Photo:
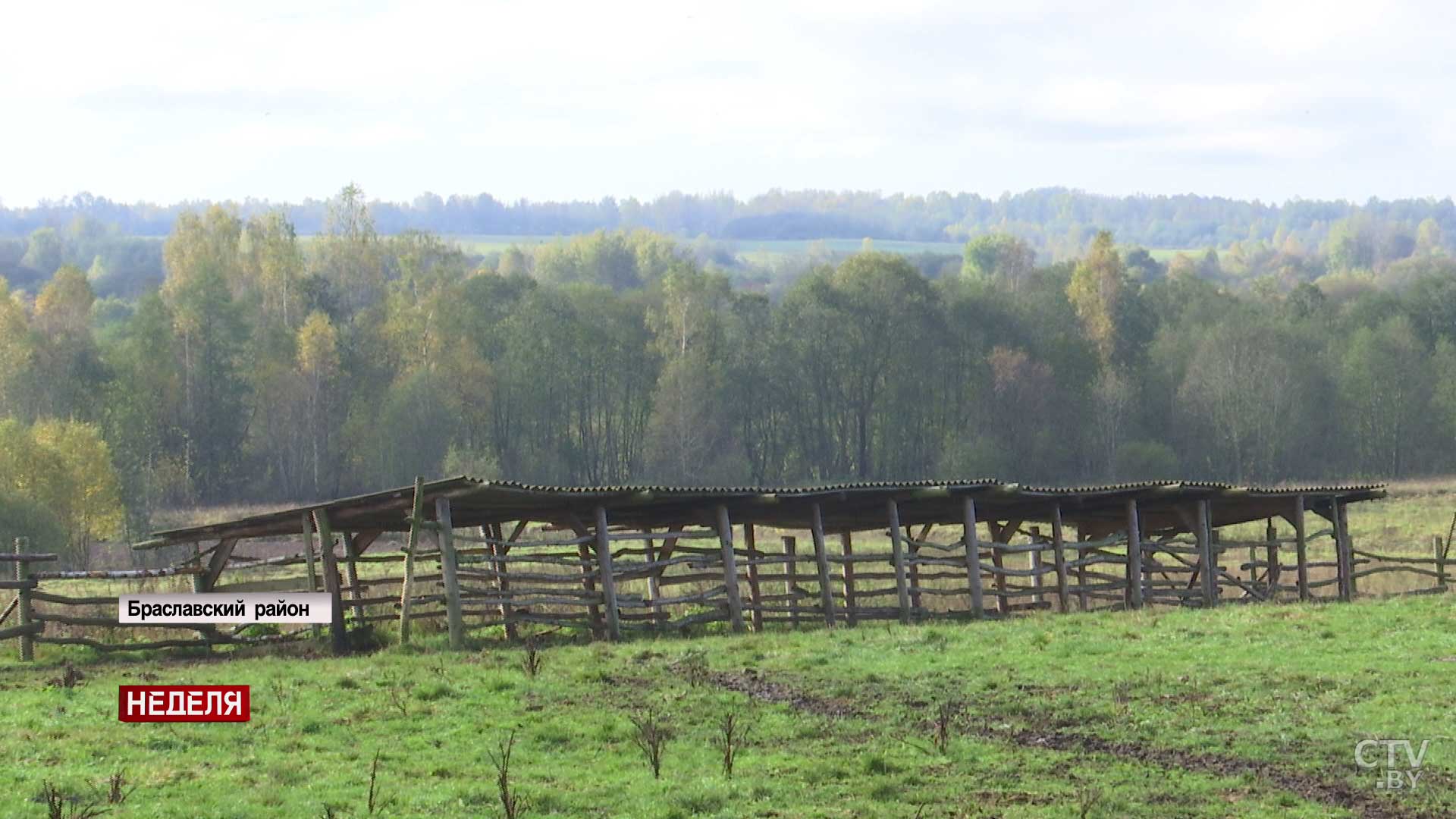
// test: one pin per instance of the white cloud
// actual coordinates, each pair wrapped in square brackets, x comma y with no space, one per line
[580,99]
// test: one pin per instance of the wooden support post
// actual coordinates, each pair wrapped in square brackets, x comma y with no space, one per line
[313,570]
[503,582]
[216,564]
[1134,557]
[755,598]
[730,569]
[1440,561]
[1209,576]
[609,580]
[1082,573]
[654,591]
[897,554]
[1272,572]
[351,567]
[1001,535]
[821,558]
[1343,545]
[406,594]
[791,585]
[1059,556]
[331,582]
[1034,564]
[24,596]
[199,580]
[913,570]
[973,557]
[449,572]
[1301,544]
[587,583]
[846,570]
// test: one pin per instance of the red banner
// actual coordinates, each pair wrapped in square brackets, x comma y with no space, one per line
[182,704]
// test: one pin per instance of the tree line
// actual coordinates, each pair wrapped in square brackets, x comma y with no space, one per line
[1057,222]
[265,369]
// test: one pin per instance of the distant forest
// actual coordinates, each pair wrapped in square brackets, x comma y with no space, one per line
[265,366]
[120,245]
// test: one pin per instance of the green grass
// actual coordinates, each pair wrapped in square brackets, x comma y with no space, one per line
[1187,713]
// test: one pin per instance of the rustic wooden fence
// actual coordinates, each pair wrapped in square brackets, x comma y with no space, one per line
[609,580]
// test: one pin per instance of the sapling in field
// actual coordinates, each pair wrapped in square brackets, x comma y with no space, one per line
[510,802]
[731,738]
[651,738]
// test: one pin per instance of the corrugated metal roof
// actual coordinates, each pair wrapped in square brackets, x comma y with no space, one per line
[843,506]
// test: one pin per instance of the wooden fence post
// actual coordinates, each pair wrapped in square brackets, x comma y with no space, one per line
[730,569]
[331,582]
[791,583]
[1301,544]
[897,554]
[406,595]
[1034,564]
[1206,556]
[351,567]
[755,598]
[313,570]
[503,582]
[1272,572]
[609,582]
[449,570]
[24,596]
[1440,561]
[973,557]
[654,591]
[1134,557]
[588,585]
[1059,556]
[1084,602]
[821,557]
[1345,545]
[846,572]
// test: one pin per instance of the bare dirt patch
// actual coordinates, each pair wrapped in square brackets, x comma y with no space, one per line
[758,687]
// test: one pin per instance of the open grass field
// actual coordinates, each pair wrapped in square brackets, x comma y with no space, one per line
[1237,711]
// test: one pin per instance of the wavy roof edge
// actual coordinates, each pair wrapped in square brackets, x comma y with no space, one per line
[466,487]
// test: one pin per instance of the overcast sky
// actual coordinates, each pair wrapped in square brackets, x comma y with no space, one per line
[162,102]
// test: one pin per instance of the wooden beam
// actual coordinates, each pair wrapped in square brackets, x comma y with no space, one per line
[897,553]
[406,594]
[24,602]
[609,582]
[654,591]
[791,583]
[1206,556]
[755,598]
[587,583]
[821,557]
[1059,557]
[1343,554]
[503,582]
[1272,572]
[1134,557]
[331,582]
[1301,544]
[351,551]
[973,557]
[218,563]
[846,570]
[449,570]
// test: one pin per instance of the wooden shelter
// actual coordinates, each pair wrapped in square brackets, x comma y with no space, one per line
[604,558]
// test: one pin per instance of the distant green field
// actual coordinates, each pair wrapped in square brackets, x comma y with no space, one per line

++++

**Activity:** Would you output the listing above verbatim, without its pictures?

**Task result:**
Photo:
// test: one pin per instance of the white cloud
// actual coordinates, each pair wrapped in square brackets, x comma y with no space, one per line
[580,99]
// test: one pin per instance of the wooden support post
// actual coordinates, each pair wrapped in square brackets, x comma y with no space, one per line
[313,570]
[503,582]
[216,564]
[1134,557]
[755,598]
[730,569]
[1440,561]
[1209,576]
[609,580]
[1082,573]
[654,591]
[897,554]
[1272,572]
[351,567]
[1001,535]
[821,558]
[1343,545]
[406,594]
[791,585]
[1059,556]
[331,582]
[1034,564]
[24,596]
[199,580]
[913,570]
[973,557]
[449,572]
[1301,544]
[587,583]
[846,570]
// test: one pin per instance of the red banner
// actual coordinates, each pair wrapped in square brackets, x comma y with no space, one per line
[182,704]
// test: one pin per instance of the tree line
// actual coordinates, each pair wrapped in square brackets, x comma y with no space, one per line
[1057,222]
[265,369]
// test: one pin per instance of the distant forest
// actual coordinates, each pair wrapped in square brackets, x comma y with no space, one per line
[265,366]
[120,245]
// test: one pin per instance of the green grass
// actual coordinates, each pair wrapped in square brackets, x comma y with no space, one per line
[1187,713]
// test: one pin per instance of the rustic wooden fence
// actual coordinates, each pair wrapped in square brackets, x comma y with no space, one per line
[609,580]
// test: one pin per instance of the sapling in field
// actual coordinates, each pair wrapped in square brackets, x comma y with no space, one per line
[510,802]
[731,738]
[651,738]
// test: one pin per instance of the corrugated metal roof
// actual coordinates, each pair wrapped in square brackets, x comma y with no space, one per line
[843,506]
// test: one pin per instance of the wooden fence post
// actual coordinates, each pair wrapped in square brackets, x comma y with no space, one per line
[730,569]
[331,582]
[791,583]
[1301,544]
[897,554]
[406,595]
[1034,564]
[1206,556]
[351,567]
[755,598]
[313,570]
[503,582]
[1272,572]
[609,582]
[449,570]
[24,596]
[1440,561]
[973,557]
[654,591]
[1134,557]
[588,585]
[1059,556]
[1084,602]
[821,557]
[1345,545]
[846,572]
// test: one pin per instance of the bare dirt patch
// actual coordinates, each pair wrapped in square brackets, x comma y with no space, one per line
[758,687]
// test: one pin per instance of the open grass field
// actual coordinates, each pair wrapped in square brackets, x comma y with no space, one per line
[1237,711]
// test: one pin per instance of the wavy roof edge
// actual coordinates, each pair wrapped in square brackets, x comma y with no space, one per line
[466,487]
// test: one pin per instance of the overcast sky
// actual coordinates, each pair wrapped in square brackets, x comma y with no space, one per line
[162,102]
// test: one pin per instance of the wooden beam
// actual coordinates, each pair wrapped in square brackets, x comma y with no space, one per line
[897,553]
[406,594]
[24,602]
[609,582]
[654,591]
[791,583]
[1206,556]
[755,598]
[587,583]
[821,557]
[1059,557]
[1343,554]
[503,582]
[1272,572]
[1134,557]
[331,582]
[1301,544]
[351,551]
[973,557]
[218,563]
[846,570]
[449,570]
// test: one pin per instance of the wooden shelter
// actual coordinates, each pair wrapped in square brackets, x comma y with no space, one per line
[604,558]
// test: one pin per instance of the distant green field
// actual coordinates, each pair wrapped in square brackets, x comma y with no space, one per line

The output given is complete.